[Selected text]
▬▬▬▬▬▬
That would show a degree of seriousness. What would show seriousness is if the institutions, that are meant to be independent, the prosecutors, the police, the courts, are able to take action against those who are implicated in corruption, that they then do take action and that the justice system punishes them appropriately. That would show a degree of commitment. Now, does that exist? I don’t know.
If I’m honest I don’t know if there exists the will to allow that to happen and I think it’s now time really for Kosovo’s authorities to demonstrate their seriousness.
But do you feel there has been a sense of demonstrating this seriousness? It has been more than a month and a half and we haven’t seen legal consequences towards those who have been implicated.
I think it’s hard to do a running commentary on investigations … But again, it’s not just this. There are a range of cases where we’ve seen political figures indicted and convicted of corruption offences and they continue in their positions. I find it extraordinary that one mayor gets convicted of a serious crime and is allowed somehow to continue being mayor whilst he sits in prison. I mean that is an extraordinary thing.
"How many instances of judicial corruption does one need to see before one concludes that the judiciary doesn’t act independently?"
The mayor of Prizren has a conviction for corruption, a number of other mayors have been indicted for corruption. But then you have the case of a number of deputies who have been convicted of war crimes or serious crimes who are sitting in parliament. Look, this is a wide issue and it comes back to something I think there has been increasing international focus of in Kosovo over the last 12 months or more, which is the rule of law.
But at the same time these wiretaps date from a 2011 EULEX investigation. Why do you think it has taken five years to see these revelations in the media, while EULEX, which has had responsibilities for the rule of law, did not take any action?
EULEX have taken action for a range of cases and I think it’s a weird myth that has built up that EULEX haven’t had a single case and they’ve not convicted anyone. It’s not true. Over 50 cases of corruption have not just been prosecuted, but they’ve been taken through to a final verdict.
But we are talking here about a particular case.
I am not sure about it. There is lots of evidence across Kosovo of corruption. I think with these, it’s a sense of nepotism and clientelism. And someone needs to answer for that, politically. And if a law has been broken, and again that’s for the prosecutors and judges to work out, then they should take action as well.
But it’s really interesting that thought, that EULEX is responsible for the rule of law in Kosovo. I just don’t think that’s true, honestly. EULEX is there to help Kosovo take action, especially against the harder cases, but Kosovo is independent and sovereign. You have a justice system, you have a court system, you have your own prosecutors. There is no reason why, in any case, a Kosovo prosecutor shouldn’t pick it up and take action.
Do you believe that the Kosovar judicial system has the independence to do so?
Do I? I don’t know, I honestly don’t know. But I do think that legally and structurally they do have the independence … [But] you can see that there has been interference in the judiciary and we can see cases when decisions taken by EULEX, by the local judiciary, where Kosovo ministers have then criticized those decisions and that is an extraordinary interference in the independence of the judiciary.
On impact of Brexit on UK foreign policy in Kosovo:
"There hasn’t been a change, really. It has always been in our interests — and it's not just in Kosovo, let’s look at the wider Balkan region — for us to have societies here that feel secure, that feel prosperous and optimistic and comfortable about the future. That’s the best way to deal with the kind of problems that damage societies here: organised crime, corruption, irregular migration and now, yes, radicalization. We can deal with those by helping the societies build that security and prosperity. That was our joint interest at the start of June, it’s our joint interest today.
▬▬▬▬▬▬
[What this exercise asks]
**1)** From the interview on corruption in Kosovo above, reproduce verbatim the part that opens with the words containing "If I’m honest" and closes with "demonstrate their seriousness.".
**2)** Carry on the interview on corruption in Kosovo above, picking up right after its final sentence.
▬▬▬▬▬▬
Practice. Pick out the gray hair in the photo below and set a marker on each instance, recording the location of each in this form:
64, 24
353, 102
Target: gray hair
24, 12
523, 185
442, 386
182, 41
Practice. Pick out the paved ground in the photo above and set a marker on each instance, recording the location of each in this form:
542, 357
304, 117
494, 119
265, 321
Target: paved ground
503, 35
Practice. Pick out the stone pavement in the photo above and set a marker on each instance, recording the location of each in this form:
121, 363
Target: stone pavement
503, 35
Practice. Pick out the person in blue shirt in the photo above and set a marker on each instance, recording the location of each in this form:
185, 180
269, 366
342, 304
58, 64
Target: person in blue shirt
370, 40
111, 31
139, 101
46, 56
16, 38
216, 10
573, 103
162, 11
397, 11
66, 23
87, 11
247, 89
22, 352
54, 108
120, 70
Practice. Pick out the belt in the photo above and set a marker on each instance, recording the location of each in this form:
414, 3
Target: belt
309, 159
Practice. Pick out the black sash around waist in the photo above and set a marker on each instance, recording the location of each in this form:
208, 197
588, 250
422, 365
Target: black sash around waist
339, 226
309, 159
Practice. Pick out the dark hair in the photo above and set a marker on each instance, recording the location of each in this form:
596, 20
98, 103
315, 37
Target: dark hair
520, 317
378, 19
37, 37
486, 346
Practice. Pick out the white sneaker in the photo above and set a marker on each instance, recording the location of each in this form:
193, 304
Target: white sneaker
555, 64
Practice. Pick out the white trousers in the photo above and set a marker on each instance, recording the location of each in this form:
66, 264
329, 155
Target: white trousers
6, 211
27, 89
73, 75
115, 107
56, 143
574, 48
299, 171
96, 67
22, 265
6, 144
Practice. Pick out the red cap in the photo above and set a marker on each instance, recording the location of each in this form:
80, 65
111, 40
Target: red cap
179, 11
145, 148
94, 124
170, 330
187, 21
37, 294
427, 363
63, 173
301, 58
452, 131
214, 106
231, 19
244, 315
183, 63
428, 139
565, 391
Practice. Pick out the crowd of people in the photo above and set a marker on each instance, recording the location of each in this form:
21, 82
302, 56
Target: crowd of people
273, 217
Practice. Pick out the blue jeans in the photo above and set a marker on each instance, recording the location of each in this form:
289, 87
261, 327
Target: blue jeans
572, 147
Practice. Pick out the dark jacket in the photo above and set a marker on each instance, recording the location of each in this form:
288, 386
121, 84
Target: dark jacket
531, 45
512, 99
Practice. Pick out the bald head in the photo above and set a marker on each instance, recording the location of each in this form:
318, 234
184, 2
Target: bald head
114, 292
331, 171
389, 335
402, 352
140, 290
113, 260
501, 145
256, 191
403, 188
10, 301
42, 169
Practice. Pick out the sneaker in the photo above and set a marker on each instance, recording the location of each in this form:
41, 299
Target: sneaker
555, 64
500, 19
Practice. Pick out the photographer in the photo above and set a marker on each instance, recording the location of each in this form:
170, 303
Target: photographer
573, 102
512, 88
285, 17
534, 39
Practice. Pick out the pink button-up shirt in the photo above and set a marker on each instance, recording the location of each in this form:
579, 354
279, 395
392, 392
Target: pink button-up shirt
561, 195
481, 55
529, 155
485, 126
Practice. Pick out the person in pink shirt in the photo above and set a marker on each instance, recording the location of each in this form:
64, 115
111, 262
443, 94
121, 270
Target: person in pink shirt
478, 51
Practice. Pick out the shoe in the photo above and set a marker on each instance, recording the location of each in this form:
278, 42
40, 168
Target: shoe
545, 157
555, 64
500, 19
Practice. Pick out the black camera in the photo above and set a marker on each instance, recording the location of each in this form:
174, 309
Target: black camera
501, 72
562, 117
▬▬▬▬▬▬
[Expected outputs]
**1)**
If I’m honest I don’t know if there exists the will to allow that to happen and I think it’s now time really for Kosovo’s authorities to demonstrate their seriousness.

**2)**
We’ve got a significant bilateral program fund as well as the money that we spend through the UN and through the European Union at the moment, and it’s targeted on the kind of things that matter to us: Economy and the rule of law — that’s going to continue, I really don’t see any change there."
But, Kosovo has the structures; the legal framework is there. And it will take somebody, a prosecutor or a judge, to step forward and to say, ‘I’m going to use that legal framework’ even though there is probably political pressure, and other kinds of pressure. They have the chance to become, yes, a hero perhaps in the justice system for doing that. I don’t pretend that it will be easy because it won’t be. But frankly, a lot of Kosovo’s history hasn’t been easy for people who’ve led things. And I actually believe that there are good men and women in those systems who will take the difficult decisions and I know it would be hard; it is necessary.
But the other point is, it’s fascinating, again the assumption, we are now … eight and a half years after independence, that one is waiting for the international community to clear out corruption from Kosovo. Well, you’ve got your own legal system, you’ve got your courts but you’ve got also votes, right? If people don’t like what they’re seeing, there are other ways of changing things other than waiting for foreigners to do it.
Do I think that people act independently? Well, how many instances of judicial corruption does one need to see before one concludes that actually no, the judiciary doesn’t and hasn’t acted independently. We’ve financed for a number of years now the Kosovo legal institutions to do exactly this kind of monitoring of the justice system but also to look at EULEX as well which I think is positive. But they look at corruption cases in the judiciary. And every year they come up with reports centimeters thick of instances where people have done huge damage to Kosovo’s interests and the judicial system and no action is taken against them.
When we have such a poor judicial system even with the assistance of the international community, is it realistic to expect that now we can improve the rule of law in Kosovo on our own?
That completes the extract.